**Named object pointing entries:**
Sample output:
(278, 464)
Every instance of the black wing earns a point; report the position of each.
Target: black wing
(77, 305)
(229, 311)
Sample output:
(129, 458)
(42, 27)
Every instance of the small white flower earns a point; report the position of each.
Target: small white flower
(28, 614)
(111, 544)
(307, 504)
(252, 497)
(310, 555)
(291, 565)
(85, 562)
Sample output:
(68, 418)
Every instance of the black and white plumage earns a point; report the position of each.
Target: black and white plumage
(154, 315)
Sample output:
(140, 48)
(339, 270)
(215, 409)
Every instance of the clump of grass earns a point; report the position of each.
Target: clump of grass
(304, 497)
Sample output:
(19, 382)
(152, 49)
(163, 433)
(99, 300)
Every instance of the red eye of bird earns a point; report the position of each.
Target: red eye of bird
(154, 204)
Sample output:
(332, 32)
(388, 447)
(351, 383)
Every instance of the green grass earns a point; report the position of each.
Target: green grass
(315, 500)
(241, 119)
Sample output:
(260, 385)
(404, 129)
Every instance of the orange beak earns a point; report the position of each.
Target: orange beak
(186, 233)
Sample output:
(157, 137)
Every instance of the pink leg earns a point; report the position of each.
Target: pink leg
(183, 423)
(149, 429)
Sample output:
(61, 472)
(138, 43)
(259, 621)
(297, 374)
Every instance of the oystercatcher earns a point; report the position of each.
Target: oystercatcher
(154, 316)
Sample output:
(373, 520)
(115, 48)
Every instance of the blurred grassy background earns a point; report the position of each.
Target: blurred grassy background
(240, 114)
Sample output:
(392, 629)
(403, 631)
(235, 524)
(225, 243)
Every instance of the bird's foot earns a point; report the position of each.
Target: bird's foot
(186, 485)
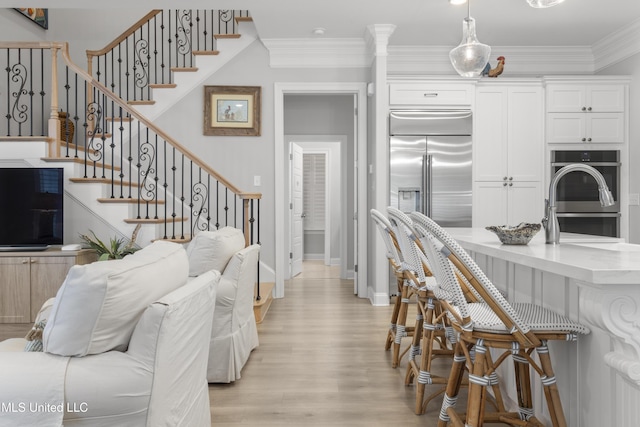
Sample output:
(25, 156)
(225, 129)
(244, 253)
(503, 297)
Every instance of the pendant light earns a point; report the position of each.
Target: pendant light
(470, 57)
(541, 4)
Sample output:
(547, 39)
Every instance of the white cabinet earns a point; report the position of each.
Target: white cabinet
(583, 128)
(585, 113)
(436, 94)
(592, 98)
(508, 154)
(507, 203)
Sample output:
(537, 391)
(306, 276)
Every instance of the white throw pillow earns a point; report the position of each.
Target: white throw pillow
(212, 250)
(98, 306)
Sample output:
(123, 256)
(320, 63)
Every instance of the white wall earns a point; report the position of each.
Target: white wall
(631, 67)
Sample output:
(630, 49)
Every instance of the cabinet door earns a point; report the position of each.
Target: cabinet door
(14, 290)
(489, 203)
(490, 133)
(596, 98)
(605, 127)
(47, 275)
(525, 160)
(605, 98)
(525, 202)
(566, 98)
(566, 128)
(436, 94)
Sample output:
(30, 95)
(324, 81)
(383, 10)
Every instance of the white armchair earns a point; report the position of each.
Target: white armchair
(148, 370)
(234, 332)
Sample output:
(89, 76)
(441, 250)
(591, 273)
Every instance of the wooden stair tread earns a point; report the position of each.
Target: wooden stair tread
(163, 85)
(79, 161)
(102, 181)
(226, 36)
(205, 52)
(155, 220)
(184, 69)
(128, 200)
(142, 102)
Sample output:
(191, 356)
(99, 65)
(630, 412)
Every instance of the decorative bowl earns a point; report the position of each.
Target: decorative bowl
(521, 234)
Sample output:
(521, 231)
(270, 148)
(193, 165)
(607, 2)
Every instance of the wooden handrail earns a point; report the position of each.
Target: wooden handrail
(149, 124)
(132, 29)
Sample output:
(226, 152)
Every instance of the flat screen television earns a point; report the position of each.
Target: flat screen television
(31, 208)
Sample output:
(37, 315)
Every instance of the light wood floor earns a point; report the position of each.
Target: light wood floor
(321, 362)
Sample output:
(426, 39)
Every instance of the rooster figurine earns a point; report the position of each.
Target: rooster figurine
(494, 72)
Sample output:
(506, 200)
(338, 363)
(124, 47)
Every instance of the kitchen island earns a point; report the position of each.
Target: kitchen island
(591, 279)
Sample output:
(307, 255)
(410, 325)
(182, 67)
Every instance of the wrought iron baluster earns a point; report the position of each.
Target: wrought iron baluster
(170, 41)
(19, 75)
(182, 198)
(217, 204)
(76, 118)
(31, 93)
(162, 48)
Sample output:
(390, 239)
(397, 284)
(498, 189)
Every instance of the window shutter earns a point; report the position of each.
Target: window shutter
(314, 188)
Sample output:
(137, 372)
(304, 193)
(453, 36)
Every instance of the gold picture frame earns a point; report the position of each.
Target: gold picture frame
(232, 110)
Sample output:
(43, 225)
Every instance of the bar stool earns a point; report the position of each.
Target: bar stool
(517, 330)
(430, 332)
(397, 328)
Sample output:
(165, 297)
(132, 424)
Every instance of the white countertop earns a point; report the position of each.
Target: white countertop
(591, 259)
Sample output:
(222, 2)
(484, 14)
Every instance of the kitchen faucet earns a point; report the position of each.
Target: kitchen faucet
(550, 221)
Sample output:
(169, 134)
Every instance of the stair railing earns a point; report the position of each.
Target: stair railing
(166, 183)
(144, 56)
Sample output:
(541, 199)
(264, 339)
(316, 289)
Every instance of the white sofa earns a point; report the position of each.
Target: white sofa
(234, 333)
(125, 344)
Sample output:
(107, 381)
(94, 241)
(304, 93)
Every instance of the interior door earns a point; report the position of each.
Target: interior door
(296, 210)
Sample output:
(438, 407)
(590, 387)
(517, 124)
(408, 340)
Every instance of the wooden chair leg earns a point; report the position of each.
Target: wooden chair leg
(523, 386)
(453, 386)
(412, 365)
(424, 376)
(401, 323)
(550, 387)
(391, 335)
(477, 387)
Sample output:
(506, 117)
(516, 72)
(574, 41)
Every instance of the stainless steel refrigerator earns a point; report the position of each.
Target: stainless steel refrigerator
(430, 164)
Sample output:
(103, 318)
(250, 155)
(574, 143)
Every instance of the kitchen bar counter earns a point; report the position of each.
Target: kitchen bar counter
(594, 280)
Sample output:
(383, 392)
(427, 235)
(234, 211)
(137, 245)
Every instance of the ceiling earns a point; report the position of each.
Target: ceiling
(418, 22)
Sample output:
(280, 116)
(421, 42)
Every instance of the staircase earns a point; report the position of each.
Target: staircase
(120, 165)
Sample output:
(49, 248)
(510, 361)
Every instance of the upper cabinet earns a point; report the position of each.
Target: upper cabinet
(431, 94)
(508, 125)
(585, 113)
(587, 98)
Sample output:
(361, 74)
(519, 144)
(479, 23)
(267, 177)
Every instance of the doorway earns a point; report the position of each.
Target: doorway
(318, 202)
(354, 222)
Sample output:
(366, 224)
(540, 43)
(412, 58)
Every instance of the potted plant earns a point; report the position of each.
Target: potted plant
(116, 249)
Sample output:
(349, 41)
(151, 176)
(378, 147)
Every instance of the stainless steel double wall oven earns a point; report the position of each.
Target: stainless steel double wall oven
(579, 209)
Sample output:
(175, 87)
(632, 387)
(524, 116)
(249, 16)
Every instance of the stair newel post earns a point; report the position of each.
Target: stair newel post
(54, 123)
(91, 126)
(246, 221)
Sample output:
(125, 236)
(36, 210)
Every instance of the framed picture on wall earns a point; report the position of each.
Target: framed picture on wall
(232, 110)
(37, 15)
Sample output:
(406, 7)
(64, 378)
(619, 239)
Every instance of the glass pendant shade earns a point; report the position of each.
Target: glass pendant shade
(471, 56)
(541, 4)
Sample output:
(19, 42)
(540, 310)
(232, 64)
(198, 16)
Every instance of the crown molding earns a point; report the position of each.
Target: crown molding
(434, 60)
(617, 46)
(315, 53)
(520, 61)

**Your task:** Output all of the data exactly as it stands, minus any images.

**Response to the exercise:**
Sample output:
(278, 464)
Every instance of the black wing earns a point; report the position of each.
Target: black wing
(77, 305)
(229, 311)
Sample output:
(129, 458)
(42, 27)
Every instance of the small white flower earns a point; report the position of each.
Target: small white flower
(28, 614)
(111, 544)
(307, 504)
(252, 497)
(310, 555)
(291, 565)
(85, 562)
Sample output:
(68, 418)
Every instance of the black and white plumage earns a point; report the position of each.
Target: black and white plumage
(154, 315)
Sample output:
(140, 48)
(339, 270)
(215, 409)
Every instance of the clump of grass earns a point; report the position of each.
Target: clump of grass
(304, 497)
Sample output:
(19, 382)
(152, 49)
(163, 433)
(99, 300)
Every instance of the red eye of bird earns a point; report the position of each.
Target: red eye of bird
(154, 204)
Sample output:
(332, 32)
(388, 447)
(351, 383)
Every instance of the green grass earns a point; report the position of each.
Target: green grass
(315, 500)
(241, 119)
Sample output:
(260, 385)
(404, 129)
Every instance of the orange beak earns a point; report the position of each.
Target: orange beak
(186, 233)
Sample output:
(157, 137)
Every instance of the pink leg earns a point; report the position of each.
Target: pink leg
(183, 423)
(149, 429)
Sample output:
(61, 472)
(138, 43)
(259, 621)
(297, 374)
Every instance of the oystercatcher earns a point; report the position of each.
Target: oystercatcher
(154, 316)
Sample output:
(373, 520)
(115, 48)
Every instance of the blurred grassy background earns a point; report the position of each.
Target: blurred grassy background
(240, 114)
Sample output:
(392, 629)
(403, 631)
(235, 524)
(225, 243)
Every instance of the bird's foot earns a point; report the position of each.
Target: bird's foot
(186, 485)
Sample output:
(25, 156)
(225, 129)
(244, 253)
(503, 297)
Every instance of the pendant light earns a point; report the position of each.
Target: pendant light
(470, 57)
(541, 4)
Sample output:
(547, 39)
Every instance of the white cabinet earns a point; report the position of each.
Target: white cabinet
(583, 128)
(585, 113)
(436, 94)
(592, 98)
(508, 154)
(507, 203)
Sample output:
(537, 391)
(306, 276)
Every instance of the white throw pillow earns a point; report the position of each.
Target: white throw pillow
(212, 250)
(98, 306)
Sample output:
(123, 256)
(320, 63)
Every instance of the white wall earns a point; report the position of each.
Target: white wall
(631, 67)
Sample output:
(630, 49)
Every instance of the cabinet door earns a point; report the position of each.
Target: cabinet door
(14, 290)
(489, 203)
(490, 133)
(596, 98)
(605, 127)
(47, 275)
(525, 160)
(605, 98)
(525, 202)
(566, 98)
(566, 128)
(436, 94)
Sample output:
(30, 95)
(324, 81)
(383, 10)
Every instance of the white armchair earns a point; report the position of each.
Target: white armchair
(148, 370)
(234, 332)
Sample output:
(89, 76)
(441, 250)
(591, 273)
Every instance of the wooden stair tread earns a point; report the position of each.
Target: wooden stair tread
(163, 85)
(79, 161)
(102, 181)
(226, 36)
(205, 52)
(155, 220)
(184, 69)
(128, 200)
(142, 102)
Sample output:
(191, 356)
(99, 65)
(630, 412)
Every instance of the decorative bowl earns a point; report the position of each.
Target: decorative bowl
(521, 234)
Sample output:
(521, 231)
(270, 148)
(193, 165)
(607, 2)
Every instance of the wooden handrail earns a point; report the position of each.
Target: wooden handrail
(149, 124)
(132, 29)
Sample output:
(226, 152)
Every instance of the flat screen television earns a point; report the position of each.
Target: flat screen television
(31, 208)
Sample output:
(37, 315)
Every instance of the light wood floor earns a point; report the position of each.
Target: light wood floor
(321, 362)
Sample output:
(426, 39)
Every instance of the rooster figurine earns a point; report the position of each.
Target: rooster figurine
(494, 72)
Sample output:
(506, 200)
(338, 363)
(124, 47)
Every instance of the kitchen island earns a point; report the position of each.
Target: kitchen island
(591, 279)
Sample output:
(307, 255)
(410, 325)
(182, 67)
Every instance of the wrought iron baluster earns a point; report the position of each.
Target: wrought iron baluster
(170, 41)
(19, 75)
(182, 198)
(217, 204)
(76, 118)
(31, 93)
(162, 48)
Sample output:
(390, 239)
(397, 284)
(498, 189)
Every instance of the window shutter earns a point; report the position of each.
Target: window shutter
(314, 188)
Sample output:
(137, 372)
(304, 193)
(453, 36)
Every instance of the gold picture frame earns a point; report the position of each.
Target: gold picture frame
(232, 110)
Sample output:
(43, 225)
Every instance of the bar stool earns a point; report the position of each.
Target: bar stool
(517, 330)
(430, 332)
(397, 328)
Sample output:
(165, 297)
(132, 424)
Every instance of the white countertop earns a point; report the position of each.
Target: white countertop
(591, 259)
Sample output:
(222, 2)
(484, 14)
Every instance of the kitchen faucet earns a point; report the position of each.
Target: kitchen faucet
(550, 221)
Sample output:
(169, 134)
Every instance of the stair railing earns a point; report the position of each.
Target: stair railing
(166, 183)
(144, 56)
Sample output:
(541, 199)
(264, 339)
(316, 289)
Every instance of the white sofa earns a point; report the position of each.
Target: white sofa
(234, 333)
(125, 344)
Sample output:
(107, 381)
(94, 241)
(304, 93)
Every instance of the interior door earns a point; report the position of each.
Target: interior door
(296, 210)
Sample output:
(438, 407)
(590, 387)
(517, 124)
(408, 340)
Every instance of the wooden chair leg earns a point; report the position of each.
Target: wooden chair leg
(523, 386)
(453, 386)
(412, 365)
(424, 376)
(401, 323)
(550, 387)
(391, 335)
(477, 387)
Sample output:
(506, 117)
(516, 72)
(574, 41)
Every instance of the stainless steel refrigerator earns a point; report the position of each.
Target: stainless steel refrigerator
(430, 164)
Sample output:
(103, 318)
(250, 155)
(574, 143)
Every instance of the kitchen bar counter earns a point; report the position of each.
Target: kitchen bar counter
(594, 280)
Sample output:
(383, 392)
(427, 235)
(234, 211)
(137, 245)
Every instance of the ceiling earns a point; report the position of each.
Target: ceiling
(418, 22)
Sample output:
(280, 116)
(421, 42)
Every instance of the staircase earns a point; report the position of each.
Target: staircase
(120, 165)
Sample output:
(49, 248)
(510, 361)
Every instance of the upper cabinet earns a point; report the position of each.
Target: upper cabinet
(431, 94)
(508, 125)
(585, 113)
(587, 98)
Sample output:
(361, 74)
(519, 144)
(479, 23)
(267, 177)
Every instance of the doorway earns a point; report the position of each.
Target: doorway
(318, 202)
(354, 222)
Sample output:
(366, 224)
(540, 43)
(412, 58)
Every instance of the potted plant earns a point; report the position of each.
Target: potted plant
(116, 249)
Sample output:
(349, 41)
(151, 176)
(378, 147)
Every instance of the stainless steel double wall oven earns a point; report the position of each.
Target: stainless steel double wall oven
(579, 209)
Sample output:
(175, 87)
(632, 387)
(524, 116)
(249, 16)
Every instance of the stair newel post earns a point; report the position of each.
Target: stair newel post
(54, 123)
(91, 126)
(246, 221)
Sample output:
(125, 236)
(36, 210)
Every instance of the framed picture on wall earns a point; report the position of each.
Target: framed picture on wall
(232, 110)
(37, 15)
Sample output:
(406, 7)
(64, 378)
(619, 239)
Every instance of the glass pendant shade earns a point; report the position of each.
Target: glass pendant shade
(471, 56)
(541, 4)
Sample output:
(19, 42)
(540, 310)
(232, 64)
(198, 16)
Every instance of the crown molding earns a point; report the position of each.
Target: crown molding
(434, 60)
(617, 46)
(315, 53)
(520, 61)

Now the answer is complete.